▸ **Work to be completed**:
Beginning with the line that contains "Spot the green leaves", reproduce the remaining lines of the material exactly, up to and including the last one, but no pictures.

▸ **Input rows**:
■ ■ ■ ■

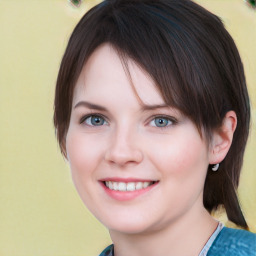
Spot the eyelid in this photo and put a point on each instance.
(170, 118)
(84, 117)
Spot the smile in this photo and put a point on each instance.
(128, 186)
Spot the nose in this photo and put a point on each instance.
(124, 148)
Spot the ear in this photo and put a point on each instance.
(222, 138)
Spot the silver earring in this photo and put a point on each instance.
(215, 167)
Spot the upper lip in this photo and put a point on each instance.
(126, 180)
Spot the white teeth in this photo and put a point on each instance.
(115, 185)
(146, 184)
(110, 185)
(122, 186)
(130, 186)
(139, 185)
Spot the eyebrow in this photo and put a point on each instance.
(98, 107)
(89, 105)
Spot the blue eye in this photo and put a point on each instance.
(161, 122)
(95, 120)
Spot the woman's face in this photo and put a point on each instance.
(137, 164)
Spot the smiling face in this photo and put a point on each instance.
(119, 141)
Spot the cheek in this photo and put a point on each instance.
(83, 154)
(181, 155)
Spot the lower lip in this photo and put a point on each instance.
(127, 195)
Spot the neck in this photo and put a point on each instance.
(184, 237)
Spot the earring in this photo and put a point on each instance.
(215, 167)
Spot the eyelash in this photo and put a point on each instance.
(171, 120)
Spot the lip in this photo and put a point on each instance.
(126, 195)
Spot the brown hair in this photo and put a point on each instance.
(192, 59)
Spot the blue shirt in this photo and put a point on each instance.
(223, 242)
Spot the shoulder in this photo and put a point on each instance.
(234, 242)
(108, 251)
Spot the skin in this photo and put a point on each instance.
(129, 144)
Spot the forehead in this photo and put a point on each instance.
(104, 74)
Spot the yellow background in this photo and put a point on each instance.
(40, 211)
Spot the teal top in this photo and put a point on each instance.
(223, 242)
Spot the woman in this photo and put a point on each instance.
(152, 113)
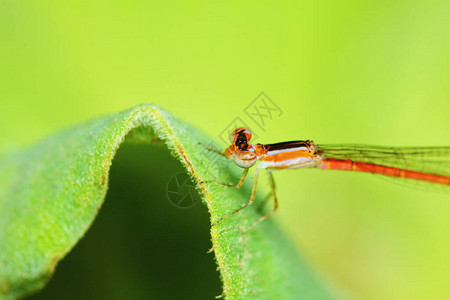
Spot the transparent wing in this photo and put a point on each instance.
(430, 160)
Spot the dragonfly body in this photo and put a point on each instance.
(426, 164)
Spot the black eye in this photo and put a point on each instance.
(241, 141)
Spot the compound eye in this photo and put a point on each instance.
(246, 159)
(240, 132)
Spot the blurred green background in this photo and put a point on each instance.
(373, 72)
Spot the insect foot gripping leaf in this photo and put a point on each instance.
(50, 195)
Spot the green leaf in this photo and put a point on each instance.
(51, 194)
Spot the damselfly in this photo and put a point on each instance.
(425, 164)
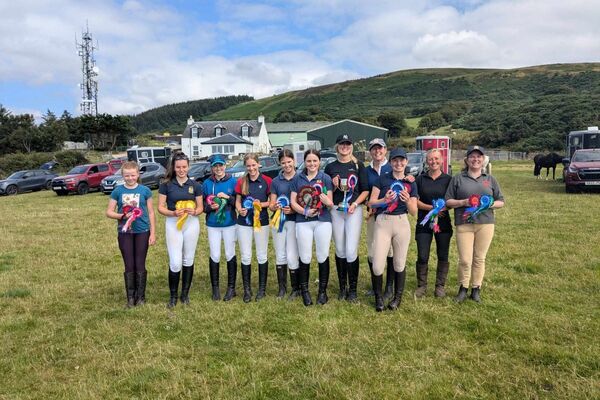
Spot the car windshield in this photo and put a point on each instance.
(17, 175)
(586, 156)
(77, 170)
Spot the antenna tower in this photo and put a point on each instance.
(89, 71)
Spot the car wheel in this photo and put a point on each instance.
(82, 188)
(11, 190)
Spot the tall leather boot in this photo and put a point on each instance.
(389, 279)
(263, 270)
(246, 276)
(281, 280)
(187, 273)
(231, 277)
(323, 281)
(342, 269)
(140, 290)
(422, 270)
(440, 278)
(371, 291)
(353, 280)
(173, 287)
(129, 278)
(461, 295)
(304, 271)
(295, 283)
(399, 281)
(213, 269)
(377, 283)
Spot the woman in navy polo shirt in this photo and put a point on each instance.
(180, 200)
(253, 187)
(313, 221)
(393, 197)
(219, 203)
(286, 248)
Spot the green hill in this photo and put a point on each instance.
(528, 108)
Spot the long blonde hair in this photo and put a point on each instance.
(245, 179)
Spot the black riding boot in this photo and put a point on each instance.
(187, 273)
(353, 280)
(282, 280)
(461, 295)
(140, 291)
(377, 283)
(294, 282)
(342, 269)
(440, 278)
(173, 287)
(246, 276)
(231, 277)
(304, 271)
(399, 281)
(323, 281)
(213, 269)
(422, 269)
(263, 271)
(389, 279)
(130, 288)
(475, 294)
(370, 292)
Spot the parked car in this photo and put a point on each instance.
(199, 171)
(27, 180)
(268, 166)
(583, 172)
(324, 162)
(416, 163)
(150, 174)
(82, 178)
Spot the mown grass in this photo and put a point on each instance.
(65, 333)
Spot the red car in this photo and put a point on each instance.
(583, 173)
(84, 177)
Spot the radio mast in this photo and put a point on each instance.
(89, 71)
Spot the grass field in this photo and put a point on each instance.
(65, 333)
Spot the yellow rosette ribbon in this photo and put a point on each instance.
(181, 204)
(257, 209)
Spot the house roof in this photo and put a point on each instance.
(289, 127)
(207, 128)
(228, 138)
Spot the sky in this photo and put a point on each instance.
(156, 52)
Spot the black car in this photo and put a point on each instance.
(150, 174)
(27, 180)
(268, 166)
(199, 171)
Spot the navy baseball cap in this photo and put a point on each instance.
(471, 149)
(343, 139)
(398, 152)
(216, 159)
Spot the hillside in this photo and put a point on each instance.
(522, 109)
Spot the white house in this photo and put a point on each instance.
(203, 138)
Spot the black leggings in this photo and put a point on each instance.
(134, 247)
(442, 241)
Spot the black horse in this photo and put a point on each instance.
(546, 161)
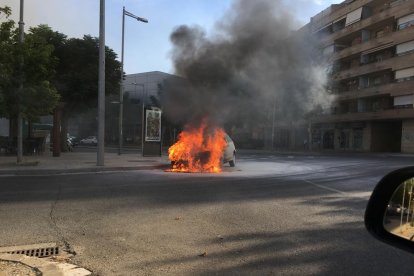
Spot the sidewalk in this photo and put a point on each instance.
(75, 162)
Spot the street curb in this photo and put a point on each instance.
(81, 170)
(46, 267)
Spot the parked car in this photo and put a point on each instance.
(90, 140)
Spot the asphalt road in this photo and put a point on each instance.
(270, 215)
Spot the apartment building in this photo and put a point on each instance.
(369, 45)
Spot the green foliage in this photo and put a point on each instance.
(31, 64)
(55, 68)
(77, 73)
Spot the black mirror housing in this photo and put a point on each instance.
(377, 206)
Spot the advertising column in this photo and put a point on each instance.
(152, 142)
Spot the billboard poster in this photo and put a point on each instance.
(153, 125)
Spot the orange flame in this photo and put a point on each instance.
(198, 150)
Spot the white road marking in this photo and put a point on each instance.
(346, 194)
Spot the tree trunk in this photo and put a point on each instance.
(64, 131)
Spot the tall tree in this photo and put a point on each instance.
(76, 77)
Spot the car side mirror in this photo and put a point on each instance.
(389, 215)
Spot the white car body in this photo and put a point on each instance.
(89, 140)
(229, 154)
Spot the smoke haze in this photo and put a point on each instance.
(254, 61)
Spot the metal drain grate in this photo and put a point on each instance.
(40, 250)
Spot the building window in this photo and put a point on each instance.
(406, 25)
(406, 21)
(379, 34)
(358, 138)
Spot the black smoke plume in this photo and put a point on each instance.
(255, 63)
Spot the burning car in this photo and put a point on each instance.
(202, 149)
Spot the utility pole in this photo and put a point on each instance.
(101, 88)
(121, 89)
(20, 91)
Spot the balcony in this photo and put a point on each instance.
(391, 39)
(366, 116)
(392, 12)
(340, 12)
(394, 63)
(392, 89)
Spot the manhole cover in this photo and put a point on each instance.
(40, 250)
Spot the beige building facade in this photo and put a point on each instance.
(369, 45)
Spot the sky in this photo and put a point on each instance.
(147, 46)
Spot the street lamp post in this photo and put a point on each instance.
(101, 87)
(121, 90)
(142, 112)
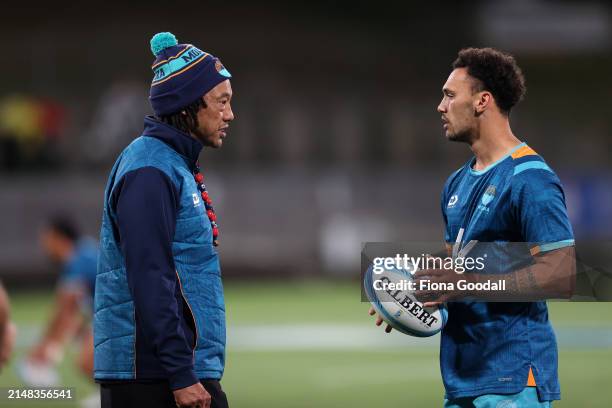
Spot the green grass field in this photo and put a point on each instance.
(306, 344)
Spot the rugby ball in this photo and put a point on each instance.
(390, 294)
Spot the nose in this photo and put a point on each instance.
(442, 107)
(228, 115)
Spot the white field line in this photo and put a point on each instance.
(347, 337)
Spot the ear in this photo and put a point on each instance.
(482, 102)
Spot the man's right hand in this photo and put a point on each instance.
(194, 396)
(379, 320)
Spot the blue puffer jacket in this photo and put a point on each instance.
(159, 307)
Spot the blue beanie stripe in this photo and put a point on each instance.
(182, 73)
(157, 64)
(175, 67)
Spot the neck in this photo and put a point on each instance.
(494, 140)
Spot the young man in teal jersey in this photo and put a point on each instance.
(507, 202)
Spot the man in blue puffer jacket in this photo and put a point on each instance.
(159, 319)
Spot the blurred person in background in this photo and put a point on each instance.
(7, 328)
(159, 319)
(77, 257)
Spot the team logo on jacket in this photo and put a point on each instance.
(487, 197)
(196, 200)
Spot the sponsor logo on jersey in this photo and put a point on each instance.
(196, 199)
(487, 197)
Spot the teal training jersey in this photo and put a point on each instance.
(487, 347)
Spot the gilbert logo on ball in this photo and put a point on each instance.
(390, 294)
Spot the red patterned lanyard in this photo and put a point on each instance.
(210, 211)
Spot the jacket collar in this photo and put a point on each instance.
(184, 144)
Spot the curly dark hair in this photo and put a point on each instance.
(186, 119)
(495, 71)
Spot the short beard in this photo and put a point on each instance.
(464, 136)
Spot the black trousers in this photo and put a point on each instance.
(153, 395)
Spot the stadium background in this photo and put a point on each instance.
(336, 142)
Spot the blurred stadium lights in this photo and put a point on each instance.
(547, 27)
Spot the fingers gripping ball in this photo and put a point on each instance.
(390, 294)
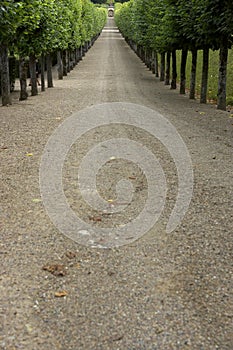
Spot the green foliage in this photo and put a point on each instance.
(37, 26)
(212, 74)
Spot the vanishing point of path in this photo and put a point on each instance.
(163, 291)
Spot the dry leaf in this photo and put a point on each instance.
(70, 255)
(95, 218)
(36, 200)
(55, 269)
(61, 294)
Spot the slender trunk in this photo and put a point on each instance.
(153, 62)
(168, 64)
(64, 61)
(49, 71)
(184, 55)
(23, 69)
(68, 61)
(222, 76)
(162, 67)
(81, 53)
(33, 78)
(204, 80)
(59, 65)
(174, 70)
(193, 74)
(156, 65)
(5, 78)
(42, 73)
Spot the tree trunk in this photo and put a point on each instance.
(193, 75)
(204, 80)
(42, 73)
(23, 70)
(68, 61)
(162, 67)
(168, 64)
(64, 61)
(33, 77)
(222, 76)
(156, 65)
(174, 70)
(184, 55)
(5, 77)
(49, 71)
(59, 65)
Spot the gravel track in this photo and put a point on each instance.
(164, 291)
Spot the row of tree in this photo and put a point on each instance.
(155, 27)
(34, 30)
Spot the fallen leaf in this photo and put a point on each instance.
(36, 200)
(55, 269)
(95, 218)
(70, 255)
(61, 294)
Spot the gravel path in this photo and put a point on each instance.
(163, 291)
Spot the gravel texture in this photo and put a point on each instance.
(164, 291)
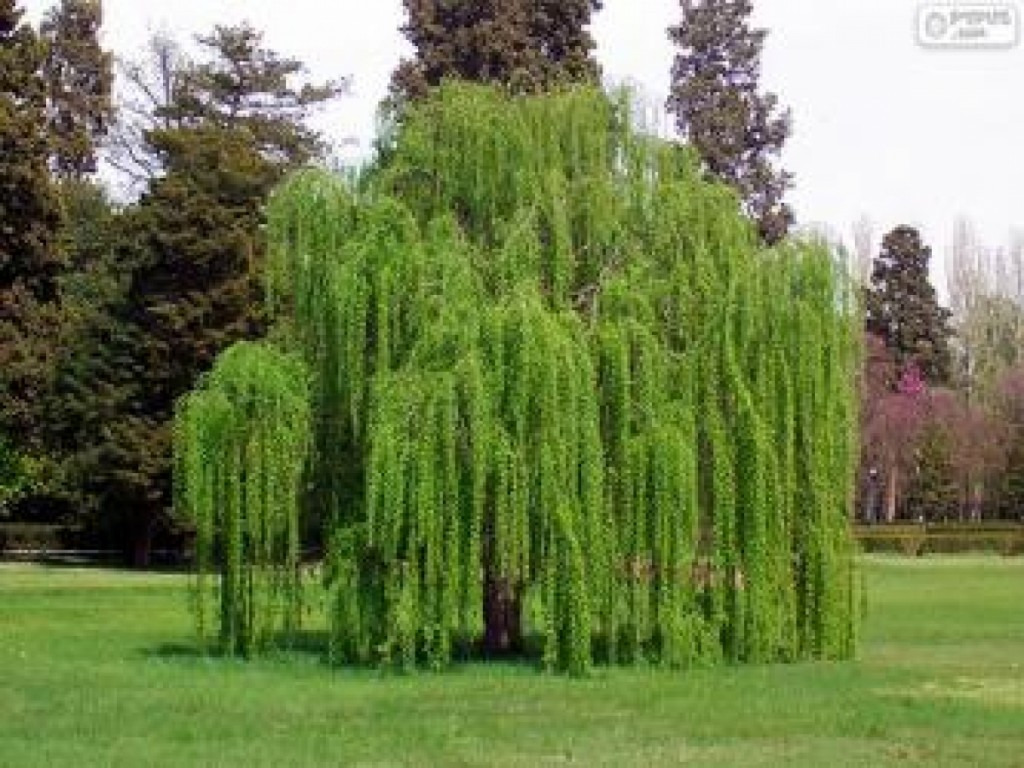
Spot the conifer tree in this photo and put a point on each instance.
(720, 109)
(30, 219)
(526, 45)
(192, 250)
(903, 308)
(79, 79)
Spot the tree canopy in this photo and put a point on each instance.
(720, 109)
(903, 308)
(526, 45)
(561, 401)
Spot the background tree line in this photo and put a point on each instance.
(111, 310)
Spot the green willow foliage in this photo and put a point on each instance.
(242, 440)
(549, 359)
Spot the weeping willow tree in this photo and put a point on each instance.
(242, 441)
(562, 403)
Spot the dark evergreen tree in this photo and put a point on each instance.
(719, 109)
(30, 218)
(79, 79)
(183, 281)
(527, 45)
(903, 308)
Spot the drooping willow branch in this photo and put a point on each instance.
(561, 401)
(241, 446)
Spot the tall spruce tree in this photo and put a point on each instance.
(527, 45)
(719, 108)
(30, 219)
(903, 308)
(79, 78)
(188, 255)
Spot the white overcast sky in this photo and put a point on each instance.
(882, 127)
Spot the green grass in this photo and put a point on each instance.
(96, 669)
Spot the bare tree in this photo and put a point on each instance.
(146, 87)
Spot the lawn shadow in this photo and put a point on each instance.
(307, 645)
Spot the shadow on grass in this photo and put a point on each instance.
(308, 645)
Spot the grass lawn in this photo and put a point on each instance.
(96, 669)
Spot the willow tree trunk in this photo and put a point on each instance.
(502, 616)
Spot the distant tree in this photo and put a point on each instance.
(933, 493)
(526, 45)
(903, 308)
(147, 86)
(30, 218)
(233, 83)
(1011, 388)
(715, 96)
(986, 295)
(186, 260)
(79, 79)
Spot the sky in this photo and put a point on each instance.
(884, 128)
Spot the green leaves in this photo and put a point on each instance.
(560, 402)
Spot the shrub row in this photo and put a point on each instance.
(1004, 539)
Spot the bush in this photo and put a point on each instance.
(945, 539)
(37, 537)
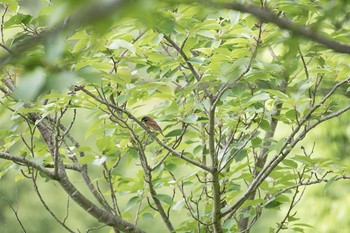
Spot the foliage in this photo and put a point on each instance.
(234, 94)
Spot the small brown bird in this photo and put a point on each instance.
(150, 123)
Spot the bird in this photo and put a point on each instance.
(150, 123)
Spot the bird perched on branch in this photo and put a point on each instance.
(151, 124)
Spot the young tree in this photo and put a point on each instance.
(235, 88)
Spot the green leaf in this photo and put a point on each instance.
(191, 119)
(31, 84)
(18, 20)
(165, 198)
(132, 202)
(174, 133)
(290, 163)
(329, 184)
(178, 205)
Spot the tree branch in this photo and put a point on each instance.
(266, 15)
(26, 162)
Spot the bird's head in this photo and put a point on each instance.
(145, 119)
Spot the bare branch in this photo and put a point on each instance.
(267, 16)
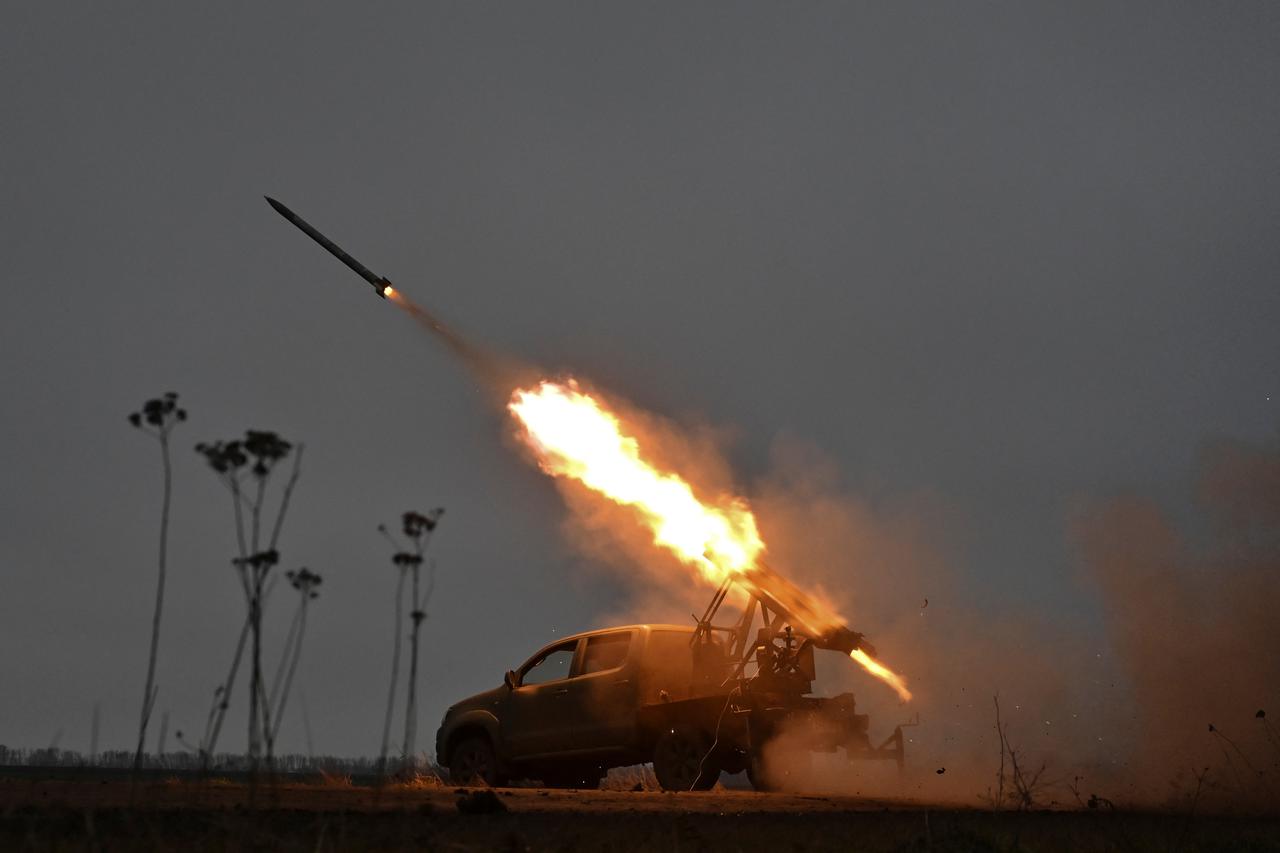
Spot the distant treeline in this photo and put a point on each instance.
(183, 761)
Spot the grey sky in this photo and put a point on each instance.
(1009, 255)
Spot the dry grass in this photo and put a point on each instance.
(417, 781)
(334, 780)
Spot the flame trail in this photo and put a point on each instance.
(576, 437)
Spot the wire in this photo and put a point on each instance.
(716, 742)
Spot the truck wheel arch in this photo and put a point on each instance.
(475, 723)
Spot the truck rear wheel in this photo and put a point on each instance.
(681, 761)
(474, 761)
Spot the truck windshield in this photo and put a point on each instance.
(552, 666)
(606, 652)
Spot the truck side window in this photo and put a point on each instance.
(606, 652)
(552, 666)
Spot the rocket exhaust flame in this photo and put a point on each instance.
(575, 436)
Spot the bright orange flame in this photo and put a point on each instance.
(576, 437)
(881, 671)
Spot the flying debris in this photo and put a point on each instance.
(380, 284)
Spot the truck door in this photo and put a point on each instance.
(606, 692)
(539, 715)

■ ■ ■ ■

▸ **Solution to this problem**:
Spot the green leaves in this photo and put a point on each instance.
(560, 402)
Spot the shrub row in this photo and put a point on each instance.
(1004, 539)
Spot the bush in this photo and put a point on each instance.
(945, 539)
(37, 537)
Spot the foliage in this photo and put a point on each instance.
(234, 94)
Spot the small brown bird in this photo and put a point on each instance.
(150, 123)
Spot the bird in this photo and put a point on each instance.
(150, 123)
Spot the bird perched on branch in this photo and put a point on each instance.
(151, 124)
Spot the young tree in this photo and put a point on each instance.
(235, 88)
Spot the green leaf in this photo and put a point on each instance.
(191, 119)
(31, 84)
(18, 20)
(165, 198)
(132, 202)
(174, 133)
(290, 163)
(329, 184)
(178, 205)
Spot the tree branch in this photo and put a point on each instance.
(266, 15)
(26, 162)
Spot the bird's head in this photo and put a point on each instance.
(145, 119)
Spot the bare branch in this photo and put a point on each instance.
(267, 16)
Spot the distant treeline in this photo and put a point on each instance.
(183, 761)
Spot the grey sky in this photo and put a point on each instance.
(1009, 255)
Spot the dry grass in this photo and put a point on each instance.
(417, 781)
(334, 780)
Spot the flame trail in this photo and put a point on each instance.
(576, 437)
Spot the wire in this photo and put a point on each instance.
(716, 742)
Spot the truck wheel arch in this photo and put a point on each instance.
(475, 723)
Spot the truck rear wheel in this photo and put a point on each instance.
(681, 761)
(474, 761)
Spot the truck windshield in this photo and put a point on each instance.
(552, 666)
(606, 652)
Spot the truck side window in this photo and put a point on each instance.
(606, 652)
(552, 666)
Spot the rocket exhaust flame in this photo and put a point on each instance.
(575, 436)
Spot the bright orange flame in this photo and put a point on each instance.
(576, 437)
(881, 671)
Spot the flying debris in this photo and put a point on each instance.
(380, 284)
Spot the truck door in this photo and put a point on each instance.
(606, 692)
(539, 715)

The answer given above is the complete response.